For comparison between climate models and observations, we also computed monthly means (for trend analysis) and seasonal medians (for SeasC – ratio of maximum and minimum of seasonal median values – calculation; see Supplement) of the fitted log-normal modes to the observational data described above. As global model results were monthly means, the same time resolution was also applied for the mode data. Monthly means of the measured data were calculated using the daily averaged data, with the limitation that at least five daily mean values per month were required. This limitation removed only 2 months from the entire data set, in addition to the months that were completely missing from the observational data. Seasonal means and seasonal medians were computed using monthly means with at least two monthly means per season being required.

:: Information supplied ::
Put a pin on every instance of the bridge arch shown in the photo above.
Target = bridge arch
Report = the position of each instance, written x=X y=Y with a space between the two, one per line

:: Exercise requirements ::
(1) In the passage on climate models and observations, change "observational data" to "observed data" and write out the text from "For comparison between" to "season being required.".
(2) Answer these from the passage on climate models and observations:
(a) What time resolution did the global model results have?
(b) How many daily mean values per month were needed to calculate a monthly mean?
(c) How many monthly means per season were needed to compute seasonal means and medians?

:: Task-by-task results ::
(1)
For comparison between climate models and observations, we also computed monthly means (for trend analysis) and seasonal medians (for SeasC – ratio of maximum and minimum of seasonal median values – calculation; see Supplement) of the fitted log-normal modes to the observed data described above. As global model results were monthly means, the same time resolution was also applied for the mode data. Monthly means of the measured data were calculated using the daily averaged data, with the limitation that at least five daily mean values per month were required. This limitation removed only 2 months from the entire data set, in addition to the months that were completely missing from the observed data. Seasonal means and seasonal medians were computed using monthly means with at least two monthly means per season being required.

(2)
(a) Monthly means.
(b) At least five.
(c) At least two.